_Условие задания 1_
Перепишите, пожалуйста, отрывок текста о комедии «Горькая судьбина» от «Понятно, что по» до «духе Кита Китыча.» включительно, заменив «богатырем» на «великаном».
_Условие задания 2_
Как зовут жену Анания, судя по тексту о комедии «Горькая судьбина»?

_Исходный документ_
::::
Литмир - Электронная Библиотека
A
A

На первый взгляд может показаться, что в комедии “Горькая судьбина” народ в лице Анания с его цельной, непосредственной натурой и непоколебимо твердыми взглядами на жизнь и на людей чрезмерно превознесен по сравнению с барами, представителем которых является помещик Чехлов, полюбивший жену Анания, Лизавету. Но эта иллюзия происходит лишь оттого, что помещик выведен в комедии в слишком уж безобразном виде. Писемский и здесь не мог обойтись без своей обычной иронии. Перед вами не заурядный патриархальный крепостник-бабник, невозбранно пользующийся деревенскими красотками силою своей помещичьей власти. Чехлов – человек высшего образования, гнушающийся крепостного права и отрицающий его. Он не насильничает Лизавету, а воображает, что разыгрывает с нею роман в духе Жорж Санд, пылая к ней романтической страстью. Он и не замечает при этом, что при всех своих гуманностях он остается все тем же крепостником-насильником и его “свободная любовь” является “свободной любовью” волка к овечке. Верх же нравственного безобразия раскрывается перед нами в конце драмы, когда Чехлов, продолжая донкихотствовать в духе своих рыцарских идеалов, высказывает сожаление, что русские нравы и порядки мешают ему вызвать Анания на дуэль. Эта крайняя изломанность и отрешенность от жизни одного из последних могикан крепостного права производит и в настоящее время ошеломляющее впечатление. В эпоху же появления “Горькой судьбины” в печати и на сцене, в момент освобождения крестьян, впечатление это было еще в большей степени потрясающее. При взгляде на Чехлова глубоко чувствовалось, что час крепостного права пробил и дальнейшее существование его действительно немыслимо.

Понятно, что по сравнению с таким киселеобразным ничтожеством, каким представляется Чехлов, Ананий может показаться богатырем и в физическом, и в нравственном отношениях. Но вглядитесь вы в этого самого Анания помимо всяких сравнений, и вы увидите, что вся его высокая нравственность – нравственность деревенского кулака, готового превратиться со временем в самодура в духе Кита Китыча.
::::
_Извлеченные данные_
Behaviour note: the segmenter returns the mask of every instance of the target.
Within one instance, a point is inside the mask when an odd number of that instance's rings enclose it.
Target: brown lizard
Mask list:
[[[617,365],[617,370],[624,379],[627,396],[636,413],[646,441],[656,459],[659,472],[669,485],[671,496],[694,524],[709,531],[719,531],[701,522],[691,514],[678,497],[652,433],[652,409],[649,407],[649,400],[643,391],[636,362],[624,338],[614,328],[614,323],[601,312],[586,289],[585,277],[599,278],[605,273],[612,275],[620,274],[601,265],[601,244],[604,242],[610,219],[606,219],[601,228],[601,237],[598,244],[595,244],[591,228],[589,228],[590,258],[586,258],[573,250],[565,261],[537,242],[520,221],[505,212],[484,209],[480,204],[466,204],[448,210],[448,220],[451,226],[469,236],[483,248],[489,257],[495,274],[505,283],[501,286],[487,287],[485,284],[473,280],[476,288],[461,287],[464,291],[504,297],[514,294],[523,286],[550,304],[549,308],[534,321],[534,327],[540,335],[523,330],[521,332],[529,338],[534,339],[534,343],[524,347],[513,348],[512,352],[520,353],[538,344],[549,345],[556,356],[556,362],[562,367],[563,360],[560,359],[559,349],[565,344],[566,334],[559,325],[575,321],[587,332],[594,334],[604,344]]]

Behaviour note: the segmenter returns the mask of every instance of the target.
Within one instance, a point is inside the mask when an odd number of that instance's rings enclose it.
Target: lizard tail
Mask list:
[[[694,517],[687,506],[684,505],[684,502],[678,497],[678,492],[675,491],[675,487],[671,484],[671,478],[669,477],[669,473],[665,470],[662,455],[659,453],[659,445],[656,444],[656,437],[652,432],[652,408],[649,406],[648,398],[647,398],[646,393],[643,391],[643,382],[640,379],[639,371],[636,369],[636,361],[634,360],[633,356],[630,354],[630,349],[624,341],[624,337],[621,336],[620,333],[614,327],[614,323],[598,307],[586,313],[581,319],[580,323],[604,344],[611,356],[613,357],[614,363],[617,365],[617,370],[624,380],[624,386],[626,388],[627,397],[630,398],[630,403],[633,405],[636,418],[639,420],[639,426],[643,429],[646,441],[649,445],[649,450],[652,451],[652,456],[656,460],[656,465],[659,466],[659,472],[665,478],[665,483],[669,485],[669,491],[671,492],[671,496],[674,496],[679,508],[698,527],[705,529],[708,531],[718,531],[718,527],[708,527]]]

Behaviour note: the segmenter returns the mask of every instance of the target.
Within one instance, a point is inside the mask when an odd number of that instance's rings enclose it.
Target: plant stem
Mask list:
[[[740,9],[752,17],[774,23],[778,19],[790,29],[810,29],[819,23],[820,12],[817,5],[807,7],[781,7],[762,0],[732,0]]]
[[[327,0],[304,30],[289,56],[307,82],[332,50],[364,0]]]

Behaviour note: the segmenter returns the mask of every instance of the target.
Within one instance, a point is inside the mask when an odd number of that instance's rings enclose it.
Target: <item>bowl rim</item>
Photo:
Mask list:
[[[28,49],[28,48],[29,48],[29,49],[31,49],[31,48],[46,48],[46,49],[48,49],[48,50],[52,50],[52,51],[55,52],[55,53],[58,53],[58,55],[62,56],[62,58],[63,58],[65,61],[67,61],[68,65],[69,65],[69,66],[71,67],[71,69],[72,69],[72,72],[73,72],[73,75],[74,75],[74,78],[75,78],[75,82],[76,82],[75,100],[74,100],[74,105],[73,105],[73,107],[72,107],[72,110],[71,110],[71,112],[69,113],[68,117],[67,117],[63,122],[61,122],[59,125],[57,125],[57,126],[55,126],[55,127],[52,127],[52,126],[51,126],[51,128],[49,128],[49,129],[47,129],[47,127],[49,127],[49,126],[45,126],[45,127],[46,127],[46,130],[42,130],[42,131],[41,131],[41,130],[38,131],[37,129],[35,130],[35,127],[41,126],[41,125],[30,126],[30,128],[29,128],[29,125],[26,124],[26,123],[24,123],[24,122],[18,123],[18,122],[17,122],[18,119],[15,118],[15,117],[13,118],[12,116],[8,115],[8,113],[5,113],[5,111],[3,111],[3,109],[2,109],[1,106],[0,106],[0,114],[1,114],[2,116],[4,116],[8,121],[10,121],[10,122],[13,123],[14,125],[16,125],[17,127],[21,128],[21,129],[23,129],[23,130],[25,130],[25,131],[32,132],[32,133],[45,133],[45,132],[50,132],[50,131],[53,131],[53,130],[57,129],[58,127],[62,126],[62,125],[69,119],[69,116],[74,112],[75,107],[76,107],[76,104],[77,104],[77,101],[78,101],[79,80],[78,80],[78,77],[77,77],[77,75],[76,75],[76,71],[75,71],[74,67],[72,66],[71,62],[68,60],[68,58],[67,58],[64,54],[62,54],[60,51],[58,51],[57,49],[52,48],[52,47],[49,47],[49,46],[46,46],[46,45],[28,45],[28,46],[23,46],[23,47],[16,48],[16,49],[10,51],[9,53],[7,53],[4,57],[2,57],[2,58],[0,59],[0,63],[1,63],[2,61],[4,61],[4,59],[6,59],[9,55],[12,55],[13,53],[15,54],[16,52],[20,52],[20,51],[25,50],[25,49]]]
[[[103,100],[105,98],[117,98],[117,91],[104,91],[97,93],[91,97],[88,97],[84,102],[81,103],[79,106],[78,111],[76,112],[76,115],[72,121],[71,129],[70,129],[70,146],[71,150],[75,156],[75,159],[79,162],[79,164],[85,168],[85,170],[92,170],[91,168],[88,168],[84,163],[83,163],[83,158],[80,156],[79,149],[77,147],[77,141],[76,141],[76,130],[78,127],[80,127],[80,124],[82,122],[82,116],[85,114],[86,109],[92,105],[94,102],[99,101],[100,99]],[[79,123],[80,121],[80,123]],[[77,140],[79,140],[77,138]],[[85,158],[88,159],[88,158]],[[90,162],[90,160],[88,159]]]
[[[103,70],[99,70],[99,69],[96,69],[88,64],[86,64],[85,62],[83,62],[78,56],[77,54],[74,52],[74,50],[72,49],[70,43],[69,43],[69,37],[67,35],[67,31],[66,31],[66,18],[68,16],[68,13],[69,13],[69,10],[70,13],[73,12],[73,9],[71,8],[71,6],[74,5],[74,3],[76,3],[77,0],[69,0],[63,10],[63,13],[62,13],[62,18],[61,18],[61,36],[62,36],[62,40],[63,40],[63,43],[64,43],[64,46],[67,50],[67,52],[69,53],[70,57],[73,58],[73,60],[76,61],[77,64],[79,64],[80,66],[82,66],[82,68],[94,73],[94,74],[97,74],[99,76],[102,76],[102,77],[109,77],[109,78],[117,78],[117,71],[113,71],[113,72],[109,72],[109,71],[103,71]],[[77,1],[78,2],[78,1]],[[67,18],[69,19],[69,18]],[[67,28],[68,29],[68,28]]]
::::
_Полное решение 1_
Понятно, что по сравнению с таким киселеобразным ничтожеством, каким представляется Чехлов, Ананий может показаться великаном и в физическом, и в нравственном отношениях. Но вглядитесь вы в этого самого Анания помимо всяких сравнений, и вы увидите, что вся его высокая нравственность – нравственность деревенского кулака, готового превратиться со временем в самодура в духе Кита Китыча.

_Полное решение 2_
Лизавета.